[Set exercise]
Reproduce every entry below word for word, changing nothing.

--

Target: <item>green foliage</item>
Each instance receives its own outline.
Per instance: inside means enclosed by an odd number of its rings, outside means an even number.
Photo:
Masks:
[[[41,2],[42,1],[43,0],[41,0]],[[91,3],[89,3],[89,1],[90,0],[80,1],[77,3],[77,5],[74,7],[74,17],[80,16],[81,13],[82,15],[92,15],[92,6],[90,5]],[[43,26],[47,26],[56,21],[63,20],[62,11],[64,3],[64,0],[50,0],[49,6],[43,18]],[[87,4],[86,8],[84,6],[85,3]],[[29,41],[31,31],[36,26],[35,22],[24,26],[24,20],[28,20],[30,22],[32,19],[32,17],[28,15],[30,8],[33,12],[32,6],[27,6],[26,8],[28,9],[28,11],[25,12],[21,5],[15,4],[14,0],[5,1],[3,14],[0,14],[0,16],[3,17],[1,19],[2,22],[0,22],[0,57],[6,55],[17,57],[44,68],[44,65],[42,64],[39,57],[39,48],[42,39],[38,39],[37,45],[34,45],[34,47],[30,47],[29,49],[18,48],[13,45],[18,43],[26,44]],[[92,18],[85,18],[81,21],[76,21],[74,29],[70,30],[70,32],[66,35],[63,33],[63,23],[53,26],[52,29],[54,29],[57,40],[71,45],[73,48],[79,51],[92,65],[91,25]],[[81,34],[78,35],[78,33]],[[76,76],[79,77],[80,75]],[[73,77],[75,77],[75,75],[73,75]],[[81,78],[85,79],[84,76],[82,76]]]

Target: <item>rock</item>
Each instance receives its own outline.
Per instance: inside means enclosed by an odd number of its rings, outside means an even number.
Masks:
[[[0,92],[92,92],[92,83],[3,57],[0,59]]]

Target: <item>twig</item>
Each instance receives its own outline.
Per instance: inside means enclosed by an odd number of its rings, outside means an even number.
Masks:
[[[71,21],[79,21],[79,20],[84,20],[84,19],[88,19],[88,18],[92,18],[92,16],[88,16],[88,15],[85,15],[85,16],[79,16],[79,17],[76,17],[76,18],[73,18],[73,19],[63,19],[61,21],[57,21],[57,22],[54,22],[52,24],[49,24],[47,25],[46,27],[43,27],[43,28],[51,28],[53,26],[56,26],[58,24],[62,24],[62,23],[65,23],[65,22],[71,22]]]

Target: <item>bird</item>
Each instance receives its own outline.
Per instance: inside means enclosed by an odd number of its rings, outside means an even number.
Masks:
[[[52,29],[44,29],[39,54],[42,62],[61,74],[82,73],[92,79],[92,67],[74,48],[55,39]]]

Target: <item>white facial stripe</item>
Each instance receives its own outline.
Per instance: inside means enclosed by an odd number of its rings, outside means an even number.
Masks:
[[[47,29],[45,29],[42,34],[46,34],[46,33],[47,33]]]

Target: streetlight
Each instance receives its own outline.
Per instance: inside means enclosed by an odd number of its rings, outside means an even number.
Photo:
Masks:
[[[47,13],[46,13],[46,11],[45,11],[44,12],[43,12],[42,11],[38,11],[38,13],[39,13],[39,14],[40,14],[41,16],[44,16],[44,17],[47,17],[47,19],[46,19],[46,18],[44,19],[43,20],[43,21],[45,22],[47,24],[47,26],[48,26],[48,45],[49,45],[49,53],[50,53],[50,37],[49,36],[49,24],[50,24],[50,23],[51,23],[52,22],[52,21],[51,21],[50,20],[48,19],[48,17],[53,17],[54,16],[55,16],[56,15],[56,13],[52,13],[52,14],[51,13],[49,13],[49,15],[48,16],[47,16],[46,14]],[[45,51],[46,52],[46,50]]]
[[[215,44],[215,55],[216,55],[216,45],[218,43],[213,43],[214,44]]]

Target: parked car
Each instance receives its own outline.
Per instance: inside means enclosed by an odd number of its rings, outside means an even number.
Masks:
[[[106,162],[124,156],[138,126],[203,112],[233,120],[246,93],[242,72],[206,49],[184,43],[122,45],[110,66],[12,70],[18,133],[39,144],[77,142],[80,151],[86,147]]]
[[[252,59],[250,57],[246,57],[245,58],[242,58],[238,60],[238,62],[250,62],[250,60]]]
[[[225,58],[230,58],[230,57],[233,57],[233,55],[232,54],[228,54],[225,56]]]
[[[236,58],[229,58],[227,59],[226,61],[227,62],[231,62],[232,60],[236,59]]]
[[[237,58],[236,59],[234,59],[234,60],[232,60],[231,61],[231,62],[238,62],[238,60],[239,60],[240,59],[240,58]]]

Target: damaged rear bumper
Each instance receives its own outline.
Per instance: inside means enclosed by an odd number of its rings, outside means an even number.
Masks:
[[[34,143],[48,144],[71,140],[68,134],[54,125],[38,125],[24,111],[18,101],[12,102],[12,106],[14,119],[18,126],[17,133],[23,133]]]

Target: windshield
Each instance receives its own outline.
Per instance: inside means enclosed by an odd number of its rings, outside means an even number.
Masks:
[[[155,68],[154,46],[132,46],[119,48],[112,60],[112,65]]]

--

[Worked answer]
Target: <item>green foliage</item>
Each instance receives its own outline.
Per instance: inside means enclosed by an odd number of its rings, outside means an even number.
Photo:
Masks:
[[[41,2],[42,1],[43,0],[41,0]],[[91,3],[89,3],[89,1],[90,0],[80,1],[77,3],[77,5],[74,7],[74,17],[80,16],[81,13],[82,15],[92,15],[92,6],[90,5]],[[43,26],[47,26],[56,21],[63,20],[62,11],[64,3],[64,0],[50,0],[49,6],[43,18]],[[87,4],[86,8],[84,6],[85,3]],[[29,41],[31,31],[36,26],[35,22],[24,26],[24,20],[28,20],[30,22],[32,19],[32,17],[28,15],[30,8],[33,12],[32,6],[27,6],[26,8],[28,9],[28,11],[25,12],[21,5],[15,4],[14,0],[5,1],[3,14],[0,14],[0,16],[3,17],[1,19],[2,22],[0,22],[0,57],[6,55],[17,57],[44,68],[44,65],[42,64],[39,57],[39,48],[42,39],[38,39],[37,45],[34,45],[34,47],[30,47],[29,49],[18,48],[13,45],[18,43],[26,44]],[[92,18],[85,18],[81,21],[76,21],[74,29],[70,30],[70,32],[66,35],[63,33],[63,23],[53,26],[52,29],[54,29],[57,40],[71,45],[73,48],[79,51],[92,65],[91,25]],[[81,34],[78,35],[78,33]],[[76,76],[79,77],[80,75]],[[73,77],[75,77],[75,75],[73,75]],[[81,78],[85,79],[84,76],[82,76]]]

Target: <item>rock</item>
Each instance receives its own outline.
Per instance: inside means enclosed by an odd number of its rings, outside means an even number.
Masks:
[[[0,92],[92,92],[92,83],[3,57],[0,59]]]

Target: <item>twig</item>
Each instance receives its own outline.
Per instance: inside means enclosed by an odd number of its rings, outside means an even number.
Masks:
[[[71,21],[79,21],[79,20],[84,20],[84,19],[88,19],[88,18],[92,18],[92,16],[88,16],[88,15],[85,15],[85,16],[79,16],[79,17],[76,17],[76,18],[73,18],[73,19],[63,19],[61,21],[57,21],[57,22],[54,22],[52,24],[49,24],[47,25],[46,27],[43,27],[43,28],[51,28],[53,26],[56,26],[58,24],[62,24],[62,23],[65,23],[65,22],[71,22]]]

Target: <item>bird</item>
Each instance receives its own outline.
Per instance: inside means enclosed by an odd number of its rings, outside means an even number.
Masks:
[[[52,29],[44,29],[39,54],[42,62],[61,74],[82,73],[92,79],[92,67],[74,48],[55,39]]]

Target: <item>white facial stripe</item>
Each instance receives its own outline.
Per instance: inside means enclosed by an odd number of its rings, outside means an even number.
Masks:
[[[47,29],[45,29],[42,34],[46,34],[46,33],[47,33]]]

Target: streetlight
Each instance receives its own outline.
Per instance: inside means enclosed by an odd number of its rings, outside means an even number.
Photo:
Masks:
[[[47,13],[46,13],[46,11],[45,11],[44,12],[43,12],[42,11],[38,11],[38,13],[39,13],[39,14],[40,14],[41,16],[44,16],[44,17],[47,17],[47,19],[46,19],[46,18],[44,19],[43,20],[43,21],[45,22],[47,24],[47,26],[48,26],[48,45],[49,45],[49,53],[50,53],[50,37],[49,36],[49,24],[50,24],[50,23],[51,23],[52,22],[52,21],[51,21],[50,20],[48,19],[48,17],[53,17],[54,16],[55,16],[56,15],[56,13],[52,13],[52,14],[51,13],[49,13],[49,15],[48,16],[47,16],[46,14]],[[45,51],[46,52],[46,50]]]
[[[215,44],[215,55],[216,55],[216,45],[218,43],[213,43],[214,44]]]

Target: parked car
Each instance receives its own outline.
Per instance: inside means enclosed by an odd number of its rings, outside means an even number.
Masks:
[[[106,162],[124,156],[138,126],[203,112],[233,120],[246,93],[242,72],[206,49],[184,43],[122,45],[110,66],[12,70],[18,133],[39,144],[77,142],[80,151],[86,147]]]
[[[252,59],[250,57],[246,57],[245,58],[242,58],[238,60],[238,62],[250,62],[250,60]]]
[[[225,58],[230,58],[230,57],[233,57],[233,55],[232,54],[228,54],[225,56]]]
[[[236,58],[229,58],[227,59],[226,61],[227,62],[231,62],[232,60],[236,59]]]
[[[237,58],[236,59],[234,59],[234,60],[232,60],[231,61],[231,62],[238,62],[238,60],[239,60],[240,59],[240,58]]]

Target: damaged rear bumper
Each instance receives its own outline.
Per instance: inside means enclosed by an odd number of its rings, outside means an even number.
Masks:
[[[34,143],[48,144],[71,140],[68,134],[54,125],[38,125],[24,111],[18,101],[12,102],[12,106],[14,119],[18,126],[17,133],[23,133]]]

Target: windshield
Each instance receives its own outline.
Per instance: inside means enclosed by an odd number of its rings, outside means an even number.
Masks:
[[[155,68],[154,46],[132,46],[119,48],[112,60],[112,65]]]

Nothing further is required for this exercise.